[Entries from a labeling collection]
******************************
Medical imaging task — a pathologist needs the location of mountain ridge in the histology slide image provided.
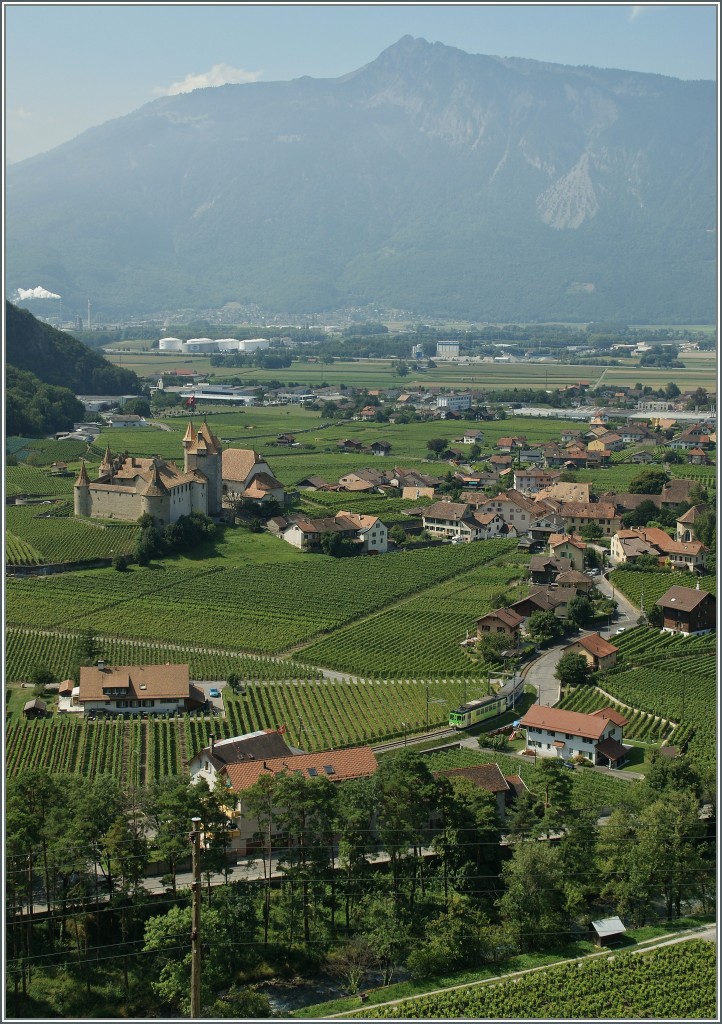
[6,37,716,323]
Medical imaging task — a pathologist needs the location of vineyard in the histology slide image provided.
[351,939,717,1020]
[5,627,321,682]
[429,749,630,813]
[609,569,717,611]
[299,557,526,678]
[6,540,519,651]
[5,501,138,565]
[5,679,481,784]
[602,627,717,761]
[556,686,675,743]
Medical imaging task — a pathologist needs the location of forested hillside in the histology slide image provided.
[5,302,140,437]
[5,302,139,395]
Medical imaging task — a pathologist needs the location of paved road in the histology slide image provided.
[524,641,567,708]
[597,577,639,638]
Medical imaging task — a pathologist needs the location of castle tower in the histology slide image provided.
[140,460,170,526]
[73,461,91,516]
[97,444,113,476]
[183,420,198,452]
[183,420,223,515]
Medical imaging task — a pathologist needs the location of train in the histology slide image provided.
[449,693,512,729]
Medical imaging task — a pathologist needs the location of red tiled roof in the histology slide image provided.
[434,764,510,793]
[221,746,377,793]
[521,705,606,739]
[569,633,620,657]
[593,708,627,728]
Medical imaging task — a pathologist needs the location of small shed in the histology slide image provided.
[23,697,47,718]
[592,918,627,946]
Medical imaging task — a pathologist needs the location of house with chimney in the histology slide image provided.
[564,633,620,672]
[185,725,303,790]
[520,705,627,768]
[218,746,377,856]
[654,584,717,636]
[71,660,206,717]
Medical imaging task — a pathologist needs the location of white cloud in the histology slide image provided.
[17,285,60,301]
[153,63,263,96]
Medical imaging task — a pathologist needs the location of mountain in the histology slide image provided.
[5,302,140,395]
[6,36,717,323]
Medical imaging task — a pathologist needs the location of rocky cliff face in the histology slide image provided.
[6,37,716,323]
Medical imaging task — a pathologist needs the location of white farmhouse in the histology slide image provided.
[521,705,627,768]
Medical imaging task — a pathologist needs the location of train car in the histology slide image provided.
[449,693,507,729]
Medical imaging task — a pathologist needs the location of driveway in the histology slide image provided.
[524,640,569,708]
[596,577,640,639]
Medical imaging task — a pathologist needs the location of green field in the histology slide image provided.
[6,538,515,651]
[350,939,717,1020]
[108,351,716,391]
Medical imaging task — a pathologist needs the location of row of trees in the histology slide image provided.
[6,751,714,1017]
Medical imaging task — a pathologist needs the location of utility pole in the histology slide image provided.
[190,818,201,1018]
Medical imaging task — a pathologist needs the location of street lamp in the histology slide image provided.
[426,683,447,732]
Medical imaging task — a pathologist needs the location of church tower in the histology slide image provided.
[73,462,91,516]
[183,420,223,515]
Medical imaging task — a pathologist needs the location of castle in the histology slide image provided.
[74,421,223,526]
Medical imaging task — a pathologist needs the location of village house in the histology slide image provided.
[676,502,710,544]
[549,534,587,572]
[550,501,622,540]
[422,502,505,542]
[219,746,377,856]
[654,584,717,636]
[521,705,627,768]
[529,555,571,584]
[509,584,577,618]
[185,726,301,790]
[279,512,388,555]
[221,449,285,505]
[609,526,707,572]
[72,662,206,716]
[564,633,620,672]
[434,762,527,822]
[476,608,523,647]
[514,467,559,495]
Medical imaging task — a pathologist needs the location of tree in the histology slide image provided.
[476,633,509,662]
[388,522,408,548]
[426,437,449,458]
[526,611,564,644]
[327,935,378,995]
[629,469,670,495]
[566,596,594,630]
[554,650,592,686]
[497,843,569,952]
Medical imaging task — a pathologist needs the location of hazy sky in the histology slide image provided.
[3,2,718,163]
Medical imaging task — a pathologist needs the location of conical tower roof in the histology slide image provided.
[145,460,168,498]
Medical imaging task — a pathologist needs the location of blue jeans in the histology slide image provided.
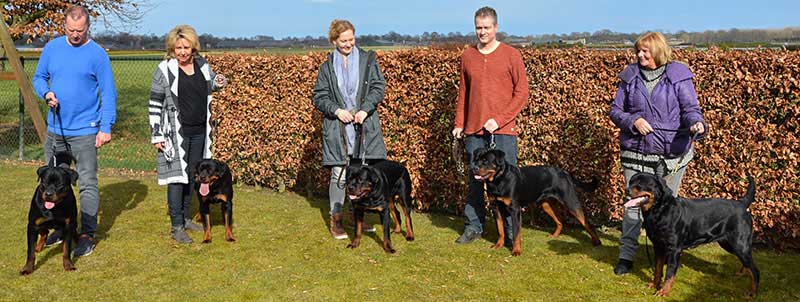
******************************
— Job —
Copy the lines verbatim from the start of the records, stopping after the line containing "[153,63,263,96]". Leave the pictures out of your answer.

— Answer to this problem —
Medical imaging task — a pathologist needs the location of mountain ridge in the histology slide image provided.
[6,37,716,323]
Medical imaging task — a pathologist needs the location of vineyard in the histology slide image provided.
[351,939,717,1020]
[5,627,321,682]
[429,749,630,813]
[609,569,717,611]
[299,557,526,678]
[6,540,519,651]
[5,501,138,565]
[5,679,481,784]
[602,627,717,761]
[556,686,675,743]
Medical imaging task — a pathologist needs the location of forested hillside in the histology slide image provided.
[5,302,140,437]
[5,302,139,395]
Medical imaging task — a pathologist needs the location of paved road in the histology slide image provided.
[524,641,567,708]
[597,577,639,638]
Medical imaging task — a pathologist needs the location of castle tower in the histology slide image provided.
[140,460,170,526]
[73,461,91,516]
[97,444,113,476]
[183,420,198,452]
[183,420,223,515]
Medical imaging task — a pathologist needs the location of train in the histology slide image provided.
[449,693,512,729]
Medical imaging task — a pathologist needs the location of red tiled roof in the histology slide image provided.
[434,764,510,793]
[221,746,377,793]
[521,705,606,739]
[569,633,620,657]
[593,708,627,728]
Medical imaging task — a pathologist needs the location of small shed in the histology slide image provided.
[23,697,47,718]
[592,918,627,946]
Medical imaging task — a pathologist needs the location of house with chimney in the histology slide image provided.
[564,633,620,672]
[185,725,303,790]
[520,705,627,768]
[218,746,377,856]
[654,584,717,636]
[71,660,206,717]
Medical imaging task — a pathologist needs the location of white cloud in the histology slide image provided.
[17,285,60,301]
[153,63,263,96]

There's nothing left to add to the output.